## BEGIN
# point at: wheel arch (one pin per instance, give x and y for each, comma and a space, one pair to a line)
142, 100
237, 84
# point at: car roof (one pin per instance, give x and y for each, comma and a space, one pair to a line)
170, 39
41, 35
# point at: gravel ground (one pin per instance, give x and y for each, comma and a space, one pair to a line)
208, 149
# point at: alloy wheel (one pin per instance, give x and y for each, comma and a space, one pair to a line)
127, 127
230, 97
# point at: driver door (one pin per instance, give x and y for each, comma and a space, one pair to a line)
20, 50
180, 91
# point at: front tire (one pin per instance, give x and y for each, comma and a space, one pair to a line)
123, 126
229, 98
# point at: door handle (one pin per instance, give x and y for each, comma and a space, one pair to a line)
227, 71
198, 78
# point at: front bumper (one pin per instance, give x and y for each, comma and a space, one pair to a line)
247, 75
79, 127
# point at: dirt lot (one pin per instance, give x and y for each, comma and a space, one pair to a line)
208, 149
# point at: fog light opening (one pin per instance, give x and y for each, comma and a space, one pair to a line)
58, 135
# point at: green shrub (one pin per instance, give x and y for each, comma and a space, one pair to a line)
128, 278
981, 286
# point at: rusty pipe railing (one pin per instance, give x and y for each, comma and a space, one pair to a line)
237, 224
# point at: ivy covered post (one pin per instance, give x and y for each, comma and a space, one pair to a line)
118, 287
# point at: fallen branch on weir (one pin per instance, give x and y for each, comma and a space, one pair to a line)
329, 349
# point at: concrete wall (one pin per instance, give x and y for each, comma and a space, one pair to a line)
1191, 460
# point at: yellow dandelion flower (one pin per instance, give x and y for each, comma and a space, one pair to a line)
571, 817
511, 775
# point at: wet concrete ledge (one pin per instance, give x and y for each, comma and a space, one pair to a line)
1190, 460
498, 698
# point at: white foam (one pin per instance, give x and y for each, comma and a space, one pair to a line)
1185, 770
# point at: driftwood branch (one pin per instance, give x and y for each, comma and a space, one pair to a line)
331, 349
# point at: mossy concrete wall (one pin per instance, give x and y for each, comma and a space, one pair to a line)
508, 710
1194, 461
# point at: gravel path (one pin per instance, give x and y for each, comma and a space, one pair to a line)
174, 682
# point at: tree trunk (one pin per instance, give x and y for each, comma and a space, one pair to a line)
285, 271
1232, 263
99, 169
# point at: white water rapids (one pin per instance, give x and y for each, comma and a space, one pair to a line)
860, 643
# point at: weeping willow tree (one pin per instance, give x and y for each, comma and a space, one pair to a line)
## END
Prompt:
Reproduce the whole listing word for word.

The completed task:
# point at: wheel arch (one pin per instance, give x and y for each, comma and a space, one pair to a line)
142, 100
237, 84
# point at: car roof (one pin per instance, give x and y for each, comma and a space, one pair to a line)
170, 39
41, 35
# point at: gravel ground (one pin per instance, give x and y for each, comma and a space, one pair to a line)
208, 149
# point at: alloy wheel (one pin per instance, give x and y for each, comma and a space, one pair to a line)
127, 127
230, 97
# point at: driver door (one pin per instance, give x and y for each, comma and a space, one pair to a line)
20, 50
180, 91
# point at: front tire (one pin per instance, give x and y for each, comma and a space, one pair to a line)
123, 126
229, 98
# point at: door handle (one pin per instance, give x and y for each, comma and a space, one pair to a line)
227, 71
198, 78
# point at: front bumper (one pin per instance, give x and y for each, comma and a space, one pair to a line)
247, 75
79, 127
# point at: dirt lot (one pin per instance, give x and y for each, comma and a space, one pair to a line)
208, 149
# point at: fog light opening (one pin per instance, give x and y for each, comma and a space, one pair to a line)
58, 135
# point at: green shrub (one pin per instance, give x and y for each, comma and a space, one pair to a line)
128, 278
981, 286
# point at: rusty pipe railing (one pin per instance, give x and y for each, comma and a space, one pair to a line)
237, 224
# point at: ivy covered post (one pin per instance, give x and y for each, comma and a space, one pair to a line)
118, 287
# point at: fallen branch on weir (one pin per instance, give x and y for each, comma and a space, one pair to a line)
329, 349
# point at: concrete wall (one pin per instance, give x and y for each, comma and a space, one pair to a line)
1191, 460
# point at: yellow dandelion flower (one pin per instance, give x and y for each, comma and a space, one pair to a line)
571, 817
511, 775
# point at: wet concrete ledge (one pin per instance, give x and y for each, comma and a space, one pair to a line)
1190, 460
498, 698
# point at: white foam (one pin per instance, give x and y for each, comma and a space, one pair to a line)
1185, 770
# point at: driftwood branch (one pin per instance, give x and y for each, comma and a space, one pair to a line)
331, 349
# point at: mossy concrete wall (one pin per instance, give x and y for each, comma and a space, one pair to a line)
508, 710
1194, 461
# point at: gravel path (one pin per instance, give x and y for each, comma and a space, one pair to a line)
174, 682
# point at: tree trunk (one pin per instance, give x and y for each, comma and a space, one pair to a line)
285, 271
1232, 263
99, 169
# point at: white water rapids (one pin per instance, give x and y for each, comma and a space, one pair to a line)
860, 643
# point at: weeping willow tree (one pin per instance, give x and y for each, comma and a space, one pair to a line)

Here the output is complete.